1. Tribunal de Justiça Desportiva não se constitui em autoridade administrativa e muito menos judiciária, não se enquadrando a hipótese em estudo no art. 105, I, g, da CF/88.
2. Conflito não conhecido.
(CAt n. 53/SP, relator Ministro Waldemar Zveiter, Segunda Seção, julgado em 27/5/1998, DJ de 3/8/1998, p. 66.)
A justiça desportiva tem competência apenas para aplicar sanções no âmbito desportivo, conforme previsto na legislação desportiva CBJD e nos regulamentos das federações desportivas. No entanto, ela não pode declarar a existência de um crime, pois isso é uma competência exclusiva da justiça criminal.
Contudo, muitas vezes, na vontade de entregar uma rápida resposta à sociedade, que não compreende a verdadeira natureza da justiça desportiva, essa acaba por se antecipar e roubar a competência da justiça criminal, declarando a existência de um fato tipificado como crime, para poder aplicar a penalidade desportiva correspondente àquela tipificação.
Contudo, tal procedimento de declarar a existência de um crime pela justiça desportiva fere a constituição federal, pois viola o princípio constitucional da presunção de inocência, que garante que todos sejam considerados como inocentes, enquanto não existir a sentença criminal condenando a pessoa, sem que seja mais possível a apresentação de recursos pela defesa.
Assim, quando um fato é tipificado como crime, a justiça desportiva não pode antecipar-se à decisão judicial criminal para aplicar penas baseadas na suposição de que um crime ocorreu.
Às garantias e aos direitos individuais trazidos no artigo 5o da Constituição Federal, não podem ser esquecidos, pela vontade de alguns de demonstrar que nas esferas esportivas a resposta jurídica é rápida, que nas competições esportivas não são aceitas determinadas condutas, bem dos envolvidos na competição. O direito individual à garantia da presunção de inocência e ao contraditório e ampla defesa devem prevalecer também no âmbito desportivo.
Somente após o trânsito em julgado de uma sentença condenatória na justiça criminal, é que essa decisão pode ser considerada, em âmbito desportivo como a demonstração de que determinado fato existiu, para daí se aplicar a penalidade sobre aquele fato. Nunca antes, pois se depois se comprova que a inocência da pessoa, junto a esfera penal, pela comprovação de inexistência do alegado fato a penalidade desportiva se demonstrará ilegal e injusta
Desta maneira a justiça desportiva deve respeitar o princípio da presunção de inocência e não pode substituir-se à justiça criminal. Enquanto não houver uma decisão definitiva na esfera penal, a justiça desportiva pode atuar apenas com base nos seus próprios regulamentos e em infrações estritamente desportivas, sem fazer juízo sobre a ocorrência de crimes.

Desafio 1 - Segundo o texto fornecido, qual princípio constitucional é violado quando a justiça desportiva declara a existência de um crime?
As linhas abaixo não têm nenhuma relação com o texto fornecido.

Seção de dados -
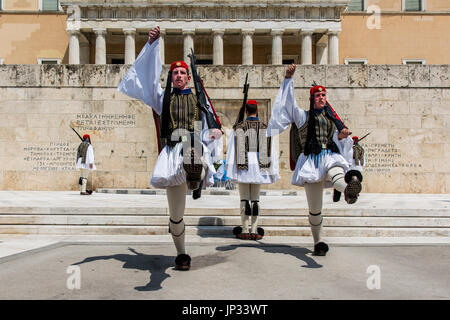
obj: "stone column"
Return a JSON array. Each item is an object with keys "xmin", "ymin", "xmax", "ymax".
[
  {"xmin": 316, "ymin": 43, "xmax": 328, "ymax": 64},
  {"xmin": 159, "ymin": 29, "xmax": 166, "ymax": 64},
  {"xmin": 183, "ymin": 29, "xmax": 195, "ymax": 63},
  {"xmin": 67, "ymin": 29, "xmax": 80, "ymax": 64},
  {"xmin": 301, "ymin": 29, "xmax": 314, "ymax": 64},
  {"xmin": 213, "ymin": 29, "xmax": 225, "ymax": 66},
  {"xmin": 123, "ymin": 28, "xmax": 136, "ymax": 64},
  {"xmin": 270, "ymin": 29, "xmax": 284, "ymax": 64},
  {"xmin": 93, "ymin": 29, "xmax": 106, "ymax": 64},
  {"xmin": 328, "ymin": 30, "xmax": 340, "ymax": 64},
  {"xmin": 241, "ymin": 29, "xmax": 255, "ymax": 65}
]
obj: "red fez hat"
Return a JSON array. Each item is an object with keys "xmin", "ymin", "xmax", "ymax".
[
  {"xmin": 170, "ymin": 61, "xmax": 189, "ymax": 71},
  {"xmin": 309, "ymin": 86, "xmax": 327, "ymax": 95}
]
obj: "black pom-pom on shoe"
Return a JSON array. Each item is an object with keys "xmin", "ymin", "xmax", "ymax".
[
  {"xmin": 313, "ymin": 242, "xmax": 328, "ymax": 256},
  {"xmin": 233, "ymin": 227, "xmax": 242, "ymax": 236},
  {"xmin": 256, "ymin": 227, "xmax": 264, "ymax": 237}
]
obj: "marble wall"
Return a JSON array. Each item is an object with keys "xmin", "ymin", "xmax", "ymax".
[{"xmin": 0, "ymin": 65, "xmax": 450, "ymax": 193}]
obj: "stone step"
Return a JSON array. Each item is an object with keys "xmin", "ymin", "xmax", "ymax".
[
  {"xmin": 0, "ymin": 206, "xmax": 449, "ymax": 218},
  {"xmin": 0, "ymin": 225, "xmax": 450, "ymax": 237},
  {"xmin": 0, "ymin": 214, "xmax": 450, "ymax": 228}
]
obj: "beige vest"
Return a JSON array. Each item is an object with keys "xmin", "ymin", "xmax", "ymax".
[
  {"xmin": 233, "ymin": 120, "xmax": 271, "ymax": 170},
  {"xmin": 289, "ymin": 112, "xmax": 336, "ymax": 163}
]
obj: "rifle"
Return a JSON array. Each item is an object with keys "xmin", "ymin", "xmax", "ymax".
[
  {"xmin": 188, "ymin": 48, "xmax": 220, "ymax": 129},
  {"xmin": 234, "ymin": 73, "xmax": 250, "ymax": 125},
  {"xmin": 70, "ymin": 127, "xmax": 83, "ymax": 141}
]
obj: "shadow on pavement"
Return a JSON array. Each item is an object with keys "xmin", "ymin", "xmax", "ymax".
[
  {"xmin": 73, "ymin": 248, "xmax": 175, "ymax": 291},
  {"xmin": 216, "ymin": 244, "xmax": 322, "ymax": 268}
]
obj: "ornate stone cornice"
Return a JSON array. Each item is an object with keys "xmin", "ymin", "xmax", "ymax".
[{"xmin": 61, "ymin": 0, "xmax": 349, "ymax": 21}]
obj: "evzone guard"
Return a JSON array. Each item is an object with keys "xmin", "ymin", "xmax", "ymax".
[
  {"xmin": 333, "ymin": 132, "xmax": 370, "ymax": 202},
  {"xmin": 226, "ymin": 75, "xmax": 280, "ymax": 240},
  {"xmin": 118, "ymin": 27, "xmax": 222, "ymax": 270},
  {"xmin": 267, "ymin": 64, "xmax": 362, "ymax": 256},
  {"xmin": 76, "ymin": 133, "xmax": 96, "ymax": 196}
]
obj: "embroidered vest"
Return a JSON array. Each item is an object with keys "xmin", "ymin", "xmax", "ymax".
[
  {"xmin": 77, "ymin": 141, "xmax": 90, "ymax": 164},
  {"xmin": 160, "ymin": 93, "xmax": 202, "ymax": 148},
  {"xmin": 233, "ymin": 120, "xmax": 271, "ymax": 170},
  {"xmin": 353, "ymin": 144, "xmax": 364, "ymax": 166},
  {"xmin": 289, "ymin": 112, "xmax": 339, "ymax": 163}
]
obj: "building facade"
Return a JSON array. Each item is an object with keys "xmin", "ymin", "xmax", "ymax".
[{"xmin": 0, "ymin": 0, "xmax": 450, "ymax": 65}]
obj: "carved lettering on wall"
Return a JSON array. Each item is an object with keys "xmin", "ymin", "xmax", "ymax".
[
  {"xmin": 23, "ymin": 142, "xmax": 78, "ymax": 171},
  {"xmin": 73, "ymin": 113, "xmax": 136, "ymax": 131}
]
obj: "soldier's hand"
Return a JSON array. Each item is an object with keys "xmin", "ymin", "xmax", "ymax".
[
  {"xmin": 209, "ymin": 129, "xmax": 222, "ymax": 140},
  {"xmin": 286, "ymin": 63, "xmax": 296, "ymax": 79},
  {"xmin": 148, "ymin": 26, "xmax": 161, "ymax": 44},
  {"xmin": 338, "ymin": 128, "xmax": 352, "ymax": 140}
]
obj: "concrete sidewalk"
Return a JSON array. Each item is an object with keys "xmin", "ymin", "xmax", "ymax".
[
  {"xmin": 0, "ymin": 190, "xmax": 450, "ymax": 300},
  {"xmin": 0, "ymin": 188, "xmax": 450, "ymax": 259},
  {"xmin": 0, "ymin": 239, "xmax": 450, "ymax": 300}
]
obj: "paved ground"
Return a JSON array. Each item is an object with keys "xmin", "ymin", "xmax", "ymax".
[
  {"xmin": 0, "ymin": 239, "xmax": 450, "ymax": 300},
  {"xmin": 0, "ymin": 191, "xmax": 450, "ymax": 300}
]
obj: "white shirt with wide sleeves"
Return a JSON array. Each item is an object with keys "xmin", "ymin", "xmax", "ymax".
[
  {"xmin": 267, "ymin": 78, "xmax": 353, "ymax": 187},
  {"xmin": 226, "ymin": 130, "xmax": 280, "ymax": 184},
  {"xmin": 117, "ymin": 39, "xmax": 222, "ymax": 188}
]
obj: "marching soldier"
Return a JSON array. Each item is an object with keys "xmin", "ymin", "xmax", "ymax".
[
  {"xmin": 226, "ymin": 99, "xmax": 280, "ymax": 240},
  {"xmin": 267, "ymin": 64, "xmax": 362, "ymax": 256},
  {"xmin": 118, "ymin": 27, "xmax": 222, "ymax": 270},
  {"xmin": 76, "ymin": 134, "xmax": 96, "ymax": 196}
]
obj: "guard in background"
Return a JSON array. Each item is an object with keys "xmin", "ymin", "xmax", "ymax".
[
  {"xmin": 226, "ymin": 100, "xmax": 280, "ymax": 240},
  {"xmin": 333, "ymin": 132, "xmax": 370, "ymax": 202},
  {"xmin": 76, "ymin": 134, "xmax": 96, "ymax": 196}
]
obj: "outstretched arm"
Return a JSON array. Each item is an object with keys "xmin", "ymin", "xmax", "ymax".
[
  {"xmin": 117, "ymin": 27, "xmax": 164, "ymax": 115},
  {"xmin": 267, "ymin": 64, "xmax": 306, "ymax": 136}
]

Desafio 2 - Informe todas as linhas que contêm a palavra "soldier".

Resposta da tarefa 1 - O princípio da presunção de inocência.

Resposta da tarefa 2 -
obj: "soldier's hand"
obj: "marching soldier"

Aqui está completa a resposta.